- **TASK DIRECTIONS**: From the passage below on baseball umpires, extract the portion starting at "We notice these" and ending at "the local park.", reproducing it word for word.

John Hirschbeck is the crew chief in his final World Series as an umpire. (via Keith Allison)

As part of the MLB-watching general public, one fault I believe we have is forgetting how exceptionally talented the people are who grace our screens on a daily basis. We are quick to write off the hitter mired in a 1-for-27 slump, or the reliever who gives up runs in four straight appearances. “Why is this guy on the team?” we hear ourselves asking. We forget how many levels of baseball exist that this player has worked his way through, how many thousands of other baseball players from Little League all the way through Triple-A he has beat out just to make it onto your screen.

We notice these relative failures because we keep track of these players closely. Their stats can be found on any number of websites broken down in almost any manner you’d every like to see. We buy jerseys with their names on the back. Kids emulate them at the local park.

While the players are the people on the screen who are supposed to get all the attention, there are other people on that screen who also have risen through the ranks to make it to the highest possible level in their profession – the MLB level. These people are the umpires.

Umpires have a very, very difficult job. Even if we restrict the entirety of their jobs to only calling balls and strikes, the role is very challenging. Batters are different heights. Pitchers throw different types of pitches from all kinds of angles. Pitchers throw harder than ever. Catchers are angling to receive pitches in a manner that makes borderline pitches look more like strikes.

Home plate umpires have to make roughly 150 judgments per game in real time on pitches the general viewing audience gets to see painted on the screen overlaying a supposed strike zone grid. The mere fact that every strike zone grid I’ve seen on any broadcast is rectangular in shape tells me it does not represent a strike zone that any umpire in the league would call.

- **PROVIDED DATA**:
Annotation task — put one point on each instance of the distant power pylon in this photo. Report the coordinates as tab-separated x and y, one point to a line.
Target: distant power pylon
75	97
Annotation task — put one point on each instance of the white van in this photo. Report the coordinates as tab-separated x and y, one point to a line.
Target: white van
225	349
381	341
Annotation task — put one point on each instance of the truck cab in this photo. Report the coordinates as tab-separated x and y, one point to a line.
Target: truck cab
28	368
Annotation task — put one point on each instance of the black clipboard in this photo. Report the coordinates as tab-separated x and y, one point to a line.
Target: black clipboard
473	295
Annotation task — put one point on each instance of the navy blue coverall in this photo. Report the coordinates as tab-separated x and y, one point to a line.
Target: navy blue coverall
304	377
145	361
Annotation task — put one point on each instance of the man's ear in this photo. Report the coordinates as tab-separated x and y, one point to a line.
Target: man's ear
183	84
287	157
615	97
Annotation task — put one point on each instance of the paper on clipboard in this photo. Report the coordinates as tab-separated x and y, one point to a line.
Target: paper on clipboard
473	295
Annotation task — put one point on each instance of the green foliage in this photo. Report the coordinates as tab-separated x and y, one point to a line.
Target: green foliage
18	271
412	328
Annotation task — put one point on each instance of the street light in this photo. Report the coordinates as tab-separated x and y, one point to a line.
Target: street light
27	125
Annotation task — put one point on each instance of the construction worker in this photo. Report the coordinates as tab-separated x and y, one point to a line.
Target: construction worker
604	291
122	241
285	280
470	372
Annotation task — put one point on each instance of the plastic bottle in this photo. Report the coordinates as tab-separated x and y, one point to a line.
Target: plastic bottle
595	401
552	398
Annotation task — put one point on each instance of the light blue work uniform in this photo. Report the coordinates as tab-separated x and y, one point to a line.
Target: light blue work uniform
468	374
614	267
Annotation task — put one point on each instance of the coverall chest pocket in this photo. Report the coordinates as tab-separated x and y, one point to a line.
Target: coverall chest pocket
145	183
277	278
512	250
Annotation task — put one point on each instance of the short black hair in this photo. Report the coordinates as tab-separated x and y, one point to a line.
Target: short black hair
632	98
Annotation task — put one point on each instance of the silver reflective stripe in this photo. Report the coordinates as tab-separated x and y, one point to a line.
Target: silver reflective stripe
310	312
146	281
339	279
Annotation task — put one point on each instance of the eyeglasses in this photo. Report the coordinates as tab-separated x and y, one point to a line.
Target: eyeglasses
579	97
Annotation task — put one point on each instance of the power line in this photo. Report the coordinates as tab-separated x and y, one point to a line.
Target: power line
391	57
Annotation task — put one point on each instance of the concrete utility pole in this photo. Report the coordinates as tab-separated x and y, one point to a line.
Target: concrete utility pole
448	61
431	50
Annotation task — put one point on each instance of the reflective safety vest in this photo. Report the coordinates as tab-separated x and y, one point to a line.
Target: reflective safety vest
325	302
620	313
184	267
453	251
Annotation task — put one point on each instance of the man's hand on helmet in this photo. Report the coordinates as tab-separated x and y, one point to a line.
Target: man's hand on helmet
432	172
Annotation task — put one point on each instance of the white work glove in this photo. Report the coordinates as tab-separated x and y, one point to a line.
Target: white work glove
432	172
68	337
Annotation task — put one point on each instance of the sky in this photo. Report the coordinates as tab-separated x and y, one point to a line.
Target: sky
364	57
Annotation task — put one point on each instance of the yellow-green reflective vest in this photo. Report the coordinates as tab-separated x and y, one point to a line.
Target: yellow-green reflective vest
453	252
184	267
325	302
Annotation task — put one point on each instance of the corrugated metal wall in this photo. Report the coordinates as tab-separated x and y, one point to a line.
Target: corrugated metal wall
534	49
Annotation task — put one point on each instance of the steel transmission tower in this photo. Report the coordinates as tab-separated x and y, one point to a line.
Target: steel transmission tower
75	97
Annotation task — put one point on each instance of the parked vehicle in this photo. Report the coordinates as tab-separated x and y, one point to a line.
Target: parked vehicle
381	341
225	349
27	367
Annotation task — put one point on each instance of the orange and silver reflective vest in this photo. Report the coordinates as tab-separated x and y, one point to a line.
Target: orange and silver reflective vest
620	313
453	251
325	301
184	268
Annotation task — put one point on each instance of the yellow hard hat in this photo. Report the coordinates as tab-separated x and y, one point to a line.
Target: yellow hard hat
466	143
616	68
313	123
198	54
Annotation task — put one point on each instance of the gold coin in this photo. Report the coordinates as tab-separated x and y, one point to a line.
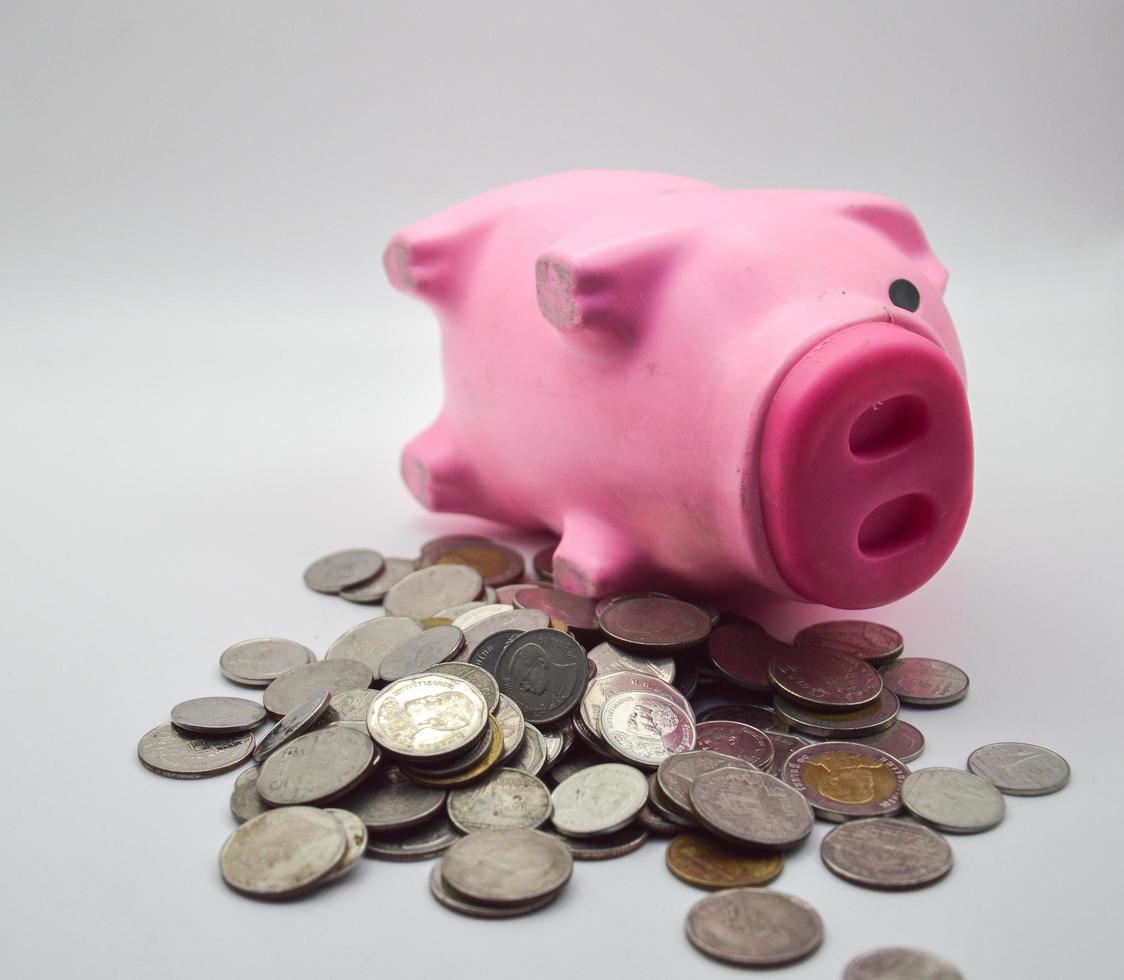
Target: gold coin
489	760
706	862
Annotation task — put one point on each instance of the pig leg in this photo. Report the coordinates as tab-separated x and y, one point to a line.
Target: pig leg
594	560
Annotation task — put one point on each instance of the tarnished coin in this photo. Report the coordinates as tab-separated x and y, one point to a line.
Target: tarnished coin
419	653
342	570
356	841
886	853
419	843
245	802
166	751
532	754
476	675
754	927
427	590
427	716
544	672
1020	769
902	740
504	799
705	862
254	663
824	680
576	611
316	767
604	687
506	868
737	740
497	563
645	728
751	808
842	780
371	641
742	652
785	745
900	964
283	853
677	774
654	623
292	725
374	590
953	800
598	799
612	659
871	642
877	717
217	716
297	686
390	802
608	845
918	680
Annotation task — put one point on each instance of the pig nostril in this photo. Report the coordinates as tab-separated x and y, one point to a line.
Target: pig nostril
897	525
888	426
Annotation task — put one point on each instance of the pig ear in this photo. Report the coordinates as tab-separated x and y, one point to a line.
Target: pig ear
434	259
601	279
898	224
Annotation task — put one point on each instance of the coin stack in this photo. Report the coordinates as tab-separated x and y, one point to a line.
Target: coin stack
432	731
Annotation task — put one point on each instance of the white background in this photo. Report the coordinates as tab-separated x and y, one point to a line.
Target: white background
206	382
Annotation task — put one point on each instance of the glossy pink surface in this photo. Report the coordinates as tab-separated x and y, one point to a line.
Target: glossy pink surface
695	388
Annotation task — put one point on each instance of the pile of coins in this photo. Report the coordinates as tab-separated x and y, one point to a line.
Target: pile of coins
509	728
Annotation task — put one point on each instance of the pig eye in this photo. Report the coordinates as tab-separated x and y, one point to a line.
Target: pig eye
904	293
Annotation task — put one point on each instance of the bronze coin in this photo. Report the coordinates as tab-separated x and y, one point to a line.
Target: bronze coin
706	862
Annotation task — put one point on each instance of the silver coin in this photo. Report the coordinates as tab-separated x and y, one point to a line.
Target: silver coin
283	853
422	652
1020	769
166	751
608	845
389	802
506	868
422	593
342	570
610	659
532	754
882	852
374	590
604	687
754	927
419	843
245	802
751	808
297	686
316	767
513	725
292	725
677	774
428	716
440	890
356	841
953	800
371	641
843	780
504	799
217	716
644	728
254	663
476	675
919	680
897	963
599	799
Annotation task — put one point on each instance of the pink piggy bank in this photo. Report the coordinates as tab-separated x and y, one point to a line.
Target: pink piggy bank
719	391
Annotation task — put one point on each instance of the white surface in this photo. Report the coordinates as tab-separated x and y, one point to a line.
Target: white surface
206	382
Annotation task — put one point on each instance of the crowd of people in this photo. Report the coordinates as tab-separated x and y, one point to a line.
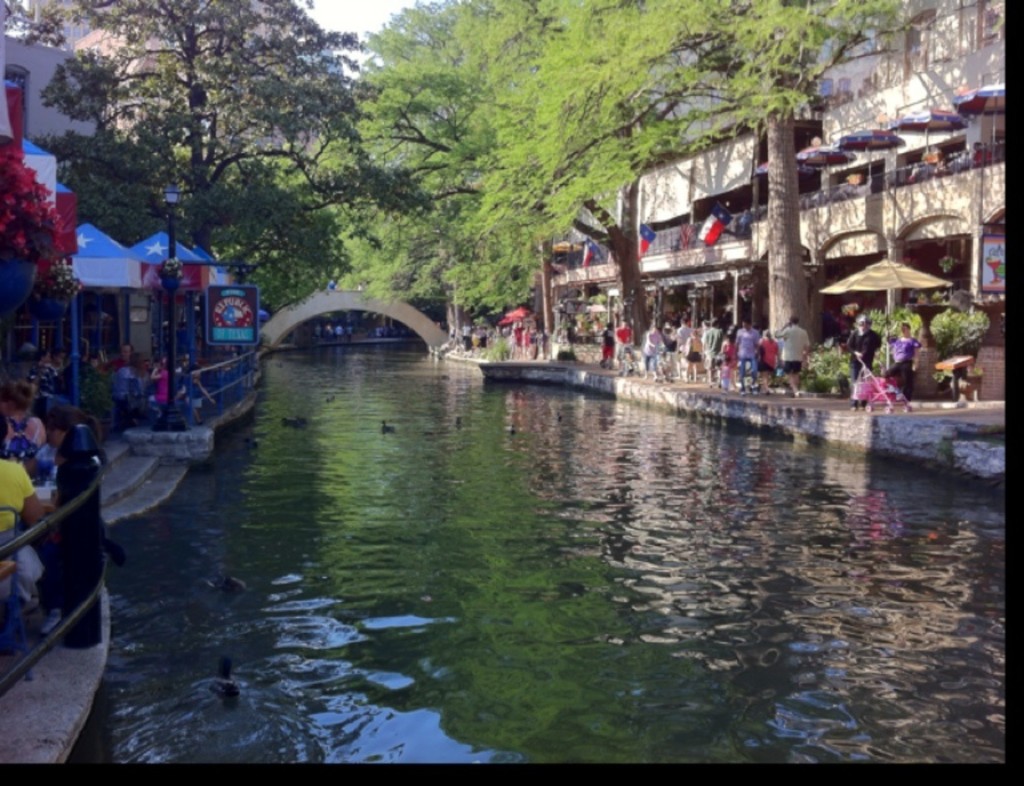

- **COMPLETE RESPONSE**:
We notice these relative failures because we keep track of these players closely. Their stats can be found on any number of websites broken down in almost any manner you’d every like to see. We buy jerseys with their names on the back. Kids emulate them at the local park.